* **ENTRIES SUPPLIED**:
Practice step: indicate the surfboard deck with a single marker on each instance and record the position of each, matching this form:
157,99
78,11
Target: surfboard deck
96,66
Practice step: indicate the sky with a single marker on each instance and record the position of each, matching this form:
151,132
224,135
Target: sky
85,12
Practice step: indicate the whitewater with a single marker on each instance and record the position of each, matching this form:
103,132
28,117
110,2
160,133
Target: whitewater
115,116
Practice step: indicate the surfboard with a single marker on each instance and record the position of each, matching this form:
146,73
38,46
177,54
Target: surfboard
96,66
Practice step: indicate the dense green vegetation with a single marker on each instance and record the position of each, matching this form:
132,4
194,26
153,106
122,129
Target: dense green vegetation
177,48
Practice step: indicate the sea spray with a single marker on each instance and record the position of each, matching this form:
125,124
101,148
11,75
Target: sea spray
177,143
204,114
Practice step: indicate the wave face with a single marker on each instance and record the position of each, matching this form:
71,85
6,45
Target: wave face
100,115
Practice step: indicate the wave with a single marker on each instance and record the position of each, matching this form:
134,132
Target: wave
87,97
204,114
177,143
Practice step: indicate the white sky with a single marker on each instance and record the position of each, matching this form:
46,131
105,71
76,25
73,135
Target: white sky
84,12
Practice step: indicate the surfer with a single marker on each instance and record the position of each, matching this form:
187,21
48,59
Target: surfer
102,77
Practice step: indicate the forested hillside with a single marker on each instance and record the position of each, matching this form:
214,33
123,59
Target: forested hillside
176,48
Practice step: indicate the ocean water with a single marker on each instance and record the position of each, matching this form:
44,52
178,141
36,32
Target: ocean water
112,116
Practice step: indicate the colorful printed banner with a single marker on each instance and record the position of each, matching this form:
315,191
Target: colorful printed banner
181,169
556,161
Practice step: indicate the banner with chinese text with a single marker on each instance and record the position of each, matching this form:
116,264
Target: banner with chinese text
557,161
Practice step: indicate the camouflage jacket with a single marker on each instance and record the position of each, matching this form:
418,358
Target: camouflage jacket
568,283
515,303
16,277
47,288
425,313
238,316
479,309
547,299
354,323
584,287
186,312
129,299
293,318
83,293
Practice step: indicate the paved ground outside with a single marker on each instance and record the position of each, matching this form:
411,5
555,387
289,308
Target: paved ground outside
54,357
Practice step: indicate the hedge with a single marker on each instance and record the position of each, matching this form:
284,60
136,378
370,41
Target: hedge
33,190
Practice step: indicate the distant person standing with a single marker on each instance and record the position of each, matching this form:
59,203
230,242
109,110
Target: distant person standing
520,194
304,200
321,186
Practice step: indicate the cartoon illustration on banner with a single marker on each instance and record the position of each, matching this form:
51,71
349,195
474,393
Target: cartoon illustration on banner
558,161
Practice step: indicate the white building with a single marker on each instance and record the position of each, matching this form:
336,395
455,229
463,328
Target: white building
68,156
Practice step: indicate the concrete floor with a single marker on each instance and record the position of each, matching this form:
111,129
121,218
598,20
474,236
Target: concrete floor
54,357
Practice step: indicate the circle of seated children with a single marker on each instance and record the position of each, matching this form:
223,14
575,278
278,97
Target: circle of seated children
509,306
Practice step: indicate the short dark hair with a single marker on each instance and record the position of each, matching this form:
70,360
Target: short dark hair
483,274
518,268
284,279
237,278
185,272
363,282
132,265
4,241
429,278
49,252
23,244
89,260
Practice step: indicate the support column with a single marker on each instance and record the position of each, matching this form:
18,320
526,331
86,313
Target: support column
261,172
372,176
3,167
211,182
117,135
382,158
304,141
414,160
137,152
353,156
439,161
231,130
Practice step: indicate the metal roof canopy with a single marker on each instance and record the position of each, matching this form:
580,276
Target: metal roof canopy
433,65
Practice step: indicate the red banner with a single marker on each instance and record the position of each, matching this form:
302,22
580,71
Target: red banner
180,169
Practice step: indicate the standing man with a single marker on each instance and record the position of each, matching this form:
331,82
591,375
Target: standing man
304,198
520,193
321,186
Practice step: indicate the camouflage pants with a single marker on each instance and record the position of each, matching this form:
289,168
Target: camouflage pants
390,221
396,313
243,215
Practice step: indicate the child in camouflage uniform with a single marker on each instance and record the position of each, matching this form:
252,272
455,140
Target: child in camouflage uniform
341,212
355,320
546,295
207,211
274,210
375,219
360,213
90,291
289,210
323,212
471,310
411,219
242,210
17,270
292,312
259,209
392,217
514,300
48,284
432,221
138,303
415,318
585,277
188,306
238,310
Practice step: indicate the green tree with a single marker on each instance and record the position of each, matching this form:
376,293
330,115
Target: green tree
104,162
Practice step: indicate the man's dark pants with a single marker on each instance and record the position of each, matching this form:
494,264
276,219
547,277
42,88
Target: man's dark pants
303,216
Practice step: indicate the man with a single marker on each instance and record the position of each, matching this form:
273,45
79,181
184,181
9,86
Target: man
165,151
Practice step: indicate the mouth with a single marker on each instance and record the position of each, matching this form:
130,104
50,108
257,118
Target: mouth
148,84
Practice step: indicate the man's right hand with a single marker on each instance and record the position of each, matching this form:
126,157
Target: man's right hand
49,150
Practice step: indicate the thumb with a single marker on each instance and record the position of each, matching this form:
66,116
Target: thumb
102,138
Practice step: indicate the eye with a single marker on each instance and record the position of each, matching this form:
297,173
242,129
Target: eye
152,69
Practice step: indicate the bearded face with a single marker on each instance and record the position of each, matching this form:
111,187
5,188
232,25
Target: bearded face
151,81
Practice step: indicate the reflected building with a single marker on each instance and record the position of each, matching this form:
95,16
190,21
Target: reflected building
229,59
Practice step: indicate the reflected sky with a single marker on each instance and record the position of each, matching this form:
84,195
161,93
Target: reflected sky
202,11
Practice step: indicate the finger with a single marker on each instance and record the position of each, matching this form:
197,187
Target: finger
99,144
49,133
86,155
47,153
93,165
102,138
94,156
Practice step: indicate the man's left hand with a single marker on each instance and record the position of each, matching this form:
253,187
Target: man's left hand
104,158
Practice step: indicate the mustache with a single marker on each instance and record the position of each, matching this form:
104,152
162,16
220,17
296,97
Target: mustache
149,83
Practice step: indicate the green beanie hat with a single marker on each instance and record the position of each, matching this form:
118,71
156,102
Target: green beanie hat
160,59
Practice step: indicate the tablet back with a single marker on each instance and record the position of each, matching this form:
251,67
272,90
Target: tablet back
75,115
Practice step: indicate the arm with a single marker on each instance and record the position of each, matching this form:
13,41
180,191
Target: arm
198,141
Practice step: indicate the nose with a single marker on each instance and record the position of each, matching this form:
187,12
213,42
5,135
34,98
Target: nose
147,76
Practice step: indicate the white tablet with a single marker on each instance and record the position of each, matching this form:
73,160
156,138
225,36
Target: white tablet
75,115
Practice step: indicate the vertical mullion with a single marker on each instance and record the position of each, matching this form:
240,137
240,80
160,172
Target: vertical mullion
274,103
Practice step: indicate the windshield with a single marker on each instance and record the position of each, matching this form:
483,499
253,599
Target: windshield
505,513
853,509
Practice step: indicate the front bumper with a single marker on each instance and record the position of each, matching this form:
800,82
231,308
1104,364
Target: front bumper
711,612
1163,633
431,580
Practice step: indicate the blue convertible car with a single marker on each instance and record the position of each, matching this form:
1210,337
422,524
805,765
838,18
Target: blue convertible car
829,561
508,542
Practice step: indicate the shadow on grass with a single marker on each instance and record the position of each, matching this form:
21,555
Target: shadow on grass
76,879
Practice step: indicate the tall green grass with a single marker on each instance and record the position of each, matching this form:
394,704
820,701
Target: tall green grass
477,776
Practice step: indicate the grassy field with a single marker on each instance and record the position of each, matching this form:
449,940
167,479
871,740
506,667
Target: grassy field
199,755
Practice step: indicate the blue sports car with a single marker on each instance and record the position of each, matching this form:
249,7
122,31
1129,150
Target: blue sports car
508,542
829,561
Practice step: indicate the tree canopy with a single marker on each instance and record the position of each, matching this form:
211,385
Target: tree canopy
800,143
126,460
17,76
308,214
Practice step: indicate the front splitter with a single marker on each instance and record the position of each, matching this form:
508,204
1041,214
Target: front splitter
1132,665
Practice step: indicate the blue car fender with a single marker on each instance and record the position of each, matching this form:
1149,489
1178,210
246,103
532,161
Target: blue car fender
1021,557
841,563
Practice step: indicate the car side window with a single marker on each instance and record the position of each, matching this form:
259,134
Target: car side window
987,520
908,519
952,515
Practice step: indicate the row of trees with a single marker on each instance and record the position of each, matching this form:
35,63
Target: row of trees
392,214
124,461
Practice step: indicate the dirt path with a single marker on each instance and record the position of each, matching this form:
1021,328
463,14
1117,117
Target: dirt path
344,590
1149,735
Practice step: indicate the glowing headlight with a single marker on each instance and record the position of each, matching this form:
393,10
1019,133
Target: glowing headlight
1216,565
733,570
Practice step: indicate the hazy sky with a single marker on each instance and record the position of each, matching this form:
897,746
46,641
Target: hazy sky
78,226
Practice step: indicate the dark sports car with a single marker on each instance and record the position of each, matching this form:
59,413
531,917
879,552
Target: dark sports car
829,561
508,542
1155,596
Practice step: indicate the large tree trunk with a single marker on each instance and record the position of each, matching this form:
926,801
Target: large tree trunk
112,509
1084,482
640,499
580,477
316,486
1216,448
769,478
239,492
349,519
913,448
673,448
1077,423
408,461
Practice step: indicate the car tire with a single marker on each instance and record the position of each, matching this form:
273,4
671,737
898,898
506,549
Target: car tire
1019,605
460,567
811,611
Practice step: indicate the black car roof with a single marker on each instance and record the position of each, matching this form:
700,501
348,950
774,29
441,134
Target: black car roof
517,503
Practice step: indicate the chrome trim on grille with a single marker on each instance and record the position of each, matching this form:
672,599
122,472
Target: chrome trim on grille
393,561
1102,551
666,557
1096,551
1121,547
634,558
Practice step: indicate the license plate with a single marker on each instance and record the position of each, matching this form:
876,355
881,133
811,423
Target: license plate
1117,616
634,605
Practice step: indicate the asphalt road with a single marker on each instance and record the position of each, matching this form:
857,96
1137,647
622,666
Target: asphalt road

* **SET TASK**: Print nothing but the lines from the line with "Practice step: indicate the black" to the last line of the records above. Both of those lines count.

* **COMPLETED TASK**:
Practice step: indicate the black car roof with a single marker on each instance and record the position of each, matching this form:
700,501
348,950
774,29
441,134
Target: black car roof
517,503
Practice step: indicate the chrome trim on grille with a single marker on each instance and record the position of each, matching this form:
672,599
122,472
Target: chrome trim on grille
393,561
1102,551
666,557
1096,551
1121,547
634,558
Practice step: indicate the license plate with a single marker on each instance and record the position of each, matching this form:
876,355
881,133
811,423
Target: license plate
1117,616
634,605
Practice step: indicate the asphalt road with a single marker on each instance and record the position of each, matching this form:
857,96
1137,647
622,666
Target: asphalt road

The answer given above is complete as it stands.